** BEGIN RECORDS SUPPLIED **
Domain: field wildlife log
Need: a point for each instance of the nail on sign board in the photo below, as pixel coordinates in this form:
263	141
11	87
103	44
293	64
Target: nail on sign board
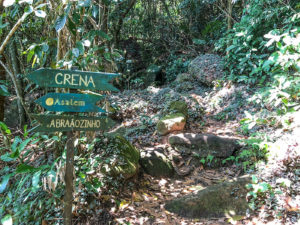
73	79
54	123
69	102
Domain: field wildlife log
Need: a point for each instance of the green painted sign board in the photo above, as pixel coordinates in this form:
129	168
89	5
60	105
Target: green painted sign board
73	79
58	123
69	102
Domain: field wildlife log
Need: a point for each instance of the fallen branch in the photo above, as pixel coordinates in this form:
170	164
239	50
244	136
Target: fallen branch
17	88
12	31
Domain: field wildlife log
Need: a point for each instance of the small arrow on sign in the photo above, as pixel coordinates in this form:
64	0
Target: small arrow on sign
54	123
69	102
73	79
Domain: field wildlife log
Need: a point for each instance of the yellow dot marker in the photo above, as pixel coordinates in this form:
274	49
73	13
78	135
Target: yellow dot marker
49	101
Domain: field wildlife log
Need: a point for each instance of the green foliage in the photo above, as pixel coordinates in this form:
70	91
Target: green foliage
176	65
248	51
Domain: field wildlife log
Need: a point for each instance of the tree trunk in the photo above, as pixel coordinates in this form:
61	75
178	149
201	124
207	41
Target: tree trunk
2	98
16	71
117	31
2	75
229	15
104	17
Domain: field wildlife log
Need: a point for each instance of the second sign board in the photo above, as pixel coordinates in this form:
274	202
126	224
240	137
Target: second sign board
69	102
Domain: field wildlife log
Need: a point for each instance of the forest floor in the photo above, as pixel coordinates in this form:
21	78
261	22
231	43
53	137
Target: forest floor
217	111
141	199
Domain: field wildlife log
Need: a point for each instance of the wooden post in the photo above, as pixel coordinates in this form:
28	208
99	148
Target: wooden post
68	198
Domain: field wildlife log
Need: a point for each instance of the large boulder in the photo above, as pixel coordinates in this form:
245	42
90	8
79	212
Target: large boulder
204	144
152	73
170	123
207	68
155	163
179	107
184	77
224	199
127	163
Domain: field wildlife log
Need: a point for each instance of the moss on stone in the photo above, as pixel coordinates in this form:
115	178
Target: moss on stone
179	107
168	124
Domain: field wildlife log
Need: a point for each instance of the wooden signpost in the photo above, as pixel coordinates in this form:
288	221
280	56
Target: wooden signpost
66	102
73	79
70	102
54	123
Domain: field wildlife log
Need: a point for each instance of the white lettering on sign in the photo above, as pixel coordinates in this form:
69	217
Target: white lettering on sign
71	123
74	80
70	102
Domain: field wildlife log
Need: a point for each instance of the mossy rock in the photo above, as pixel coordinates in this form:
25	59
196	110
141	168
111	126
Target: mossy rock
128	160
170	123
156	164
224	199
179	107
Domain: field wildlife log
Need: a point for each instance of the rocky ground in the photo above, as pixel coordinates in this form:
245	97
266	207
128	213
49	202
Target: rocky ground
215	111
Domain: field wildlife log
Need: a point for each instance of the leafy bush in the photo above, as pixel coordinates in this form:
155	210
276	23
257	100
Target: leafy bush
176	65
248	50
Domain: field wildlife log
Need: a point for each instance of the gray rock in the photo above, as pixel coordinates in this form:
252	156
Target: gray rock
207	68
155	163
127	164
224	199
170	123
179	107
204	144
184	77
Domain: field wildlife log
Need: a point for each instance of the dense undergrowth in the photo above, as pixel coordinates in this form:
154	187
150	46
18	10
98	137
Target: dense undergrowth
261	56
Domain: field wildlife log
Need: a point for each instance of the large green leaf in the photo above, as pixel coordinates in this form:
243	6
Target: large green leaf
36	180
5	128
4	183
60	22
40	13
3	90
7	157
14	145
8	3
23	168
7	220
24	144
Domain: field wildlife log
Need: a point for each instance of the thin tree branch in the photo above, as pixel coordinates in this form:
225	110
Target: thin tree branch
226	13
12	31
12	76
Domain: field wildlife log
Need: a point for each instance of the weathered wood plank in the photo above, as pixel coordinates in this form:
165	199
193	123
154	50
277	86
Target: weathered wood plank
73	79
54	123
69	102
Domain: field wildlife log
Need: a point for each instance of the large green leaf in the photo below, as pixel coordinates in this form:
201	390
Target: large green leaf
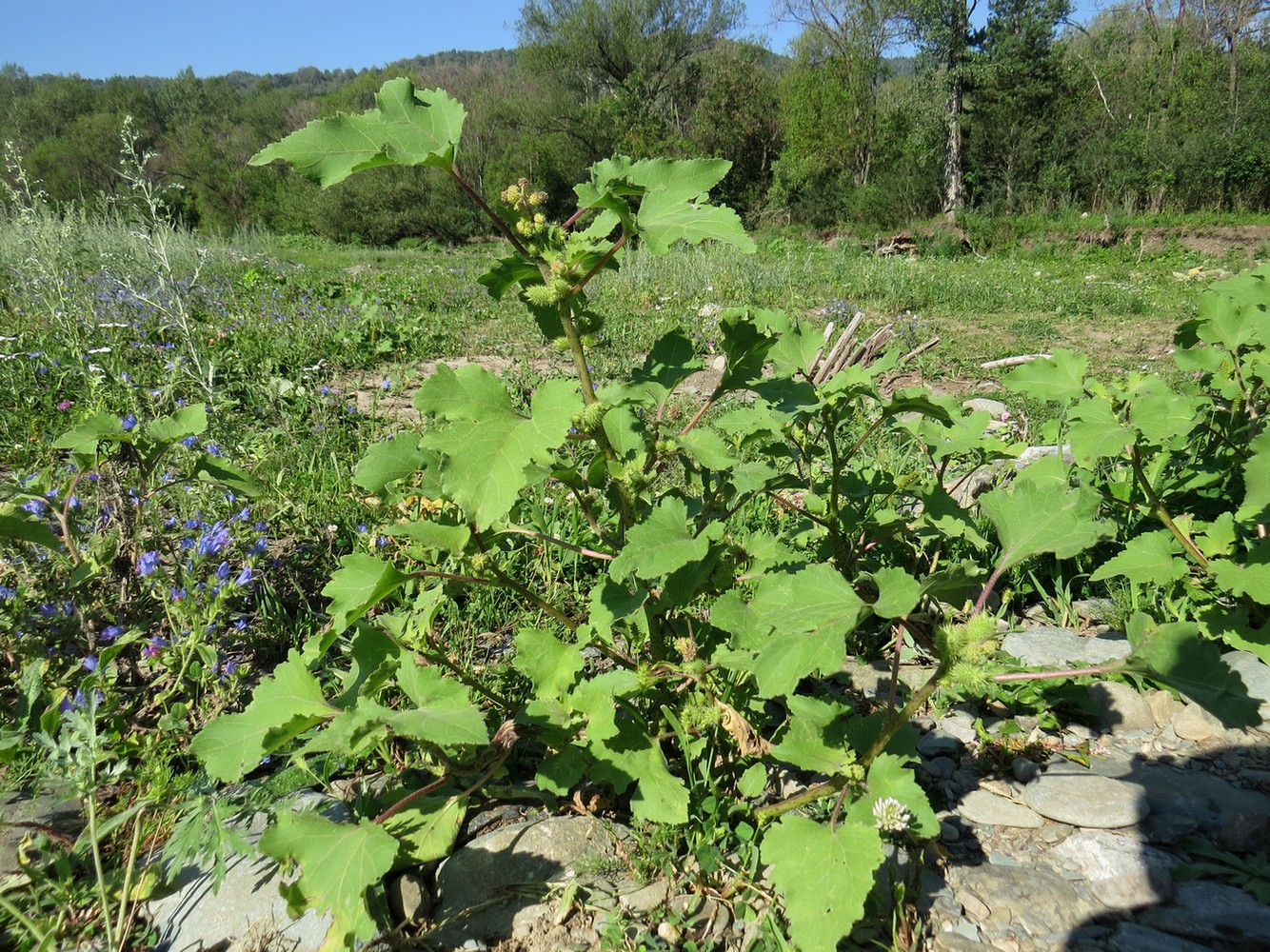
889	779
441	711
1233	312
824	876
223	472
1060	377
1176	655
285	706
409	128
1160	413
487	446
427	829
631	757
360	585
794	626
387	461
339	867
1256	482
548	663
1033	518
1152	559
897	593
665	219
1098	433
671	361
23	528
816	738
660	544
187	422
84	438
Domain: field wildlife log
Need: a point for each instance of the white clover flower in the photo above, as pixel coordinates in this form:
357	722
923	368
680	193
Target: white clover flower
** END RECORDS SUPPLIED **
# [DO THIS]
Report each line of the listing above that contains the word "weathered".

# [EXERCISE OUTPUT]
Need: a point for each instance of the weathered wood plank in the photo above, as pixel coordinates in this form:
Target: weathered wood plank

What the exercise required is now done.